[Data records]
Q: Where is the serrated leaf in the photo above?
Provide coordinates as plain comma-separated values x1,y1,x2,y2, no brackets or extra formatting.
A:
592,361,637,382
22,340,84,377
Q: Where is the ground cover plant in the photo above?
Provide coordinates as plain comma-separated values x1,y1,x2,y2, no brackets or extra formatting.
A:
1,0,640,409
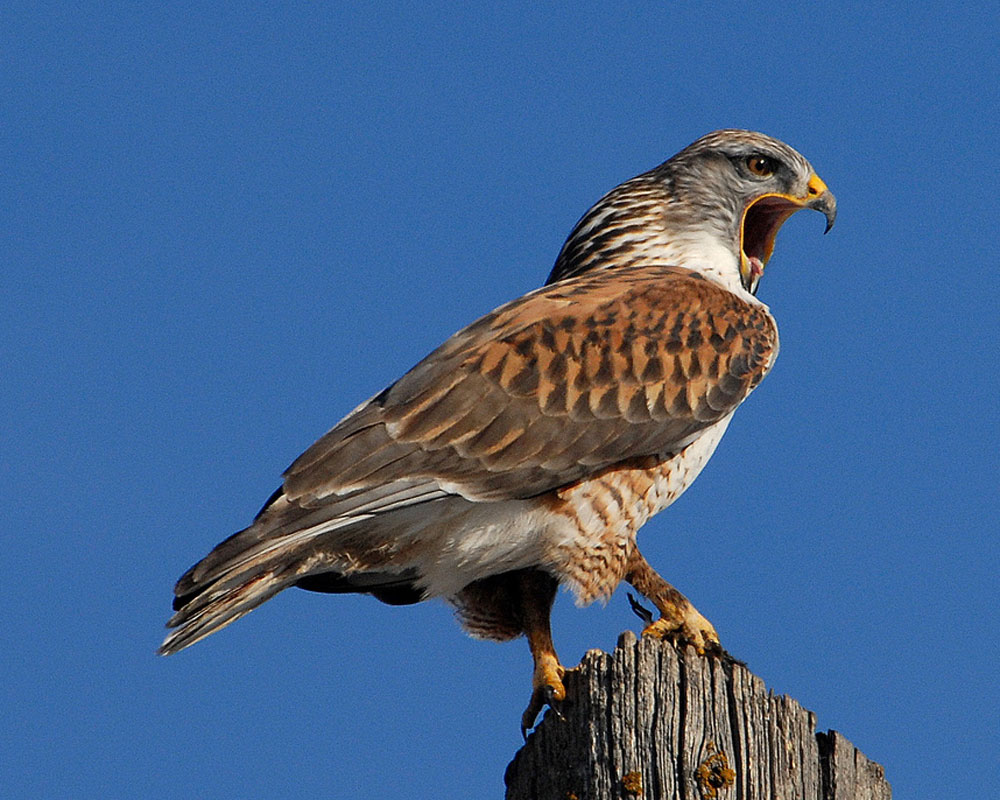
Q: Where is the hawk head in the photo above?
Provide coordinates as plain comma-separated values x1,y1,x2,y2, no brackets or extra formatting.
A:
548,129,837,294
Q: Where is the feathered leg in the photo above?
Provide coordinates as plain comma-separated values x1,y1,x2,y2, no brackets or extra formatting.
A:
514,570,564,736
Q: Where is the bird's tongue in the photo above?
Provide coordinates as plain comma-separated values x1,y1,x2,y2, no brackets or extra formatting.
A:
748,255,764,277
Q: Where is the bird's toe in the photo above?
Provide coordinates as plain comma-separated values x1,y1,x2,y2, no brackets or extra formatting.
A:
520,658,566,737
642,607,720,656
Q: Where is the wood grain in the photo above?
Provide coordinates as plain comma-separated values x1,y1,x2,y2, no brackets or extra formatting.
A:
505,631,890,800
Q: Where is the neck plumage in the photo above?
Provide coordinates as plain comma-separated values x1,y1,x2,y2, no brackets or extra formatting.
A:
546,170,752,300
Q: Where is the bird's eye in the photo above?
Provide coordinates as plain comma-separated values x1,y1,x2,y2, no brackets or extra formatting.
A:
746,155,777,177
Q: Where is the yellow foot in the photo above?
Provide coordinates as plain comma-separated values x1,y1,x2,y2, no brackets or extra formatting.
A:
520,655,566,737
639,604,720,655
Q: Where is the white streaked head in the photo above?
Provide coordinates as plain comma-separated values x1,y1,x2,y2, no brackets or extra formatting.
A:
547,129,836,298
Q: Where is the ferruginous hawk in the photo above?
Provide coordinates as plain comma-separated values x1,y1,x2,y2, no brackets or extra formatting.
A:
160,129,836,732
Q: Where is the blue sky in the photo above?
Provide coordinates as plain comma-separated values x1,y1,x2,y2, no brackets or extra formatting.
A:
3,3,997,797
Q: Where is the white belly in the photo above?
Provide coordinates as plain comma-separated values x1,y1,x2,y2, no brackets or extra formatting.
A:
643,412,735,520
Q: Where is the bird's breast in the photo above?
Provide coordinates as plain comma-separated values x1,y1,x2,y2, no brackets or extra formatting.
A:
539,413,735,605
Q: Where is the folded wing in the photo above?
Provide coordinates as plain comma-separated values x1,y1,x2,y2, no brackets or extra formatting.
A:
161,264,777,654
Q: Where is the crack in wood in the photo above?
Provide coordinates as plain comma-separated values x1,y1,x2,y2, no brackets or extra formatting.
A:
506,632,891,800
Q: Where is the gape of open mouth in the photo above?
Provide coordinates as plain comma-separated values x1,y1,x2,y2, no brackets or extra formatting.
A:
740,195,803,292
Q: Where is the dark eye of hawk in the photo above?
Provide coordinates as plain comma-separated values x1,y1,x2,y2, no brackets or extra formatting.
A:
745,155,778,177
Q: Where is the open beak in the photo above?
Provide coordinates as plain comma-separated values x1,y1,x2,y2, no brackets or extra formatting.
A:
739,173,837,294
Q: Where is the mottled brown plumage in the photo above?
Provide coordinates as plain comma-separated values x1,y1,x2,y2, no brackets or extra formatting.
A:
289,266,774,502
160,129,835,733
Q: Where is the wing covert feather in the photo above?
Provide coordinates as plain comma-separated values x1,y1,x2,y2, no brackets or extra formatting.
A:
284,265,777,505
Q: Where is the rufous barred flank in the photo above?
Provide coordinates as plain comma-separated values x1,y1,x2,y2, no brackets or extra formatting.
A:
160,129,836,734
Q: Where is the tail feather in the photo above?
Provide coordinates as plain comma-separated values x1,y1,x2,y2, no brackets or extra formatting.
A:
160,516,340,655
160,514,430,655
172,510,356,600
159,566,293,655
160,488,463,655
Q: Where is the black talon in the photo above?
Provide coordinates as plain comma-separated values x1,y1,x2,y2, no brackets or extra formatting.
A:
544,685,565,720
521,684,566,738
627,592,655,626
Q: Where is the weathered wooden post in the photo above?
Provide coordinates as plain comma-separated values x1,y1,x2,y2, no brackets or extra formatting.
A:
505,631,890,799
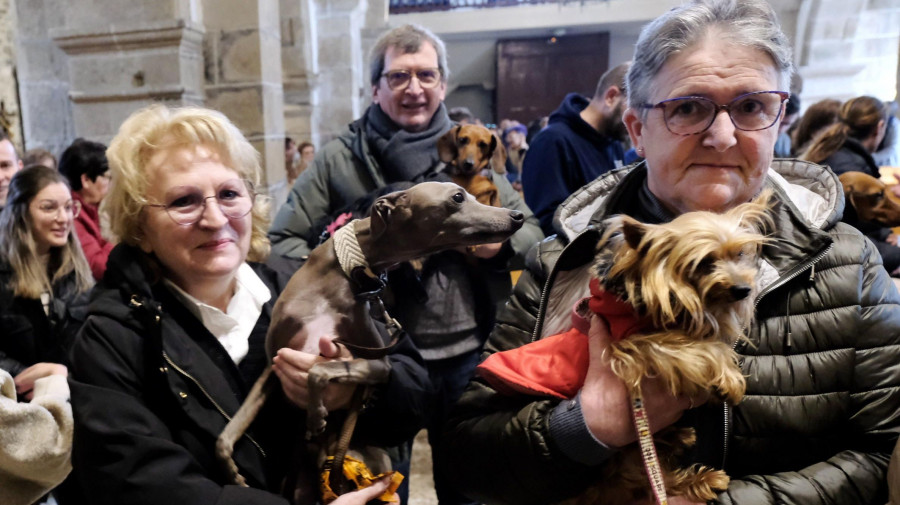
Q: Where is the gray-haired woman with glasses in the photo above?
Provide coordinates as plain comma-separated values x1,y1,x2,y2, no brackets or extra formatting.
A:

- [TASK STATEMENT] Out of the entries above, write out only the lines between the line holding "Q: Where is the ferruginous" and the line holding "Q: Where is the blue sky in the photo above?", inclusive, each exactly as given.

- [RESULT OF THIS TASK]
Q: Where is the ferruginous hawk in the photo above?
Provide coordinates as plain comma-separated values x1,y1,x2,y2, no brackets or extra formatting.
A:
160,129,836,732
Q: Where is the blue sky in the photo above?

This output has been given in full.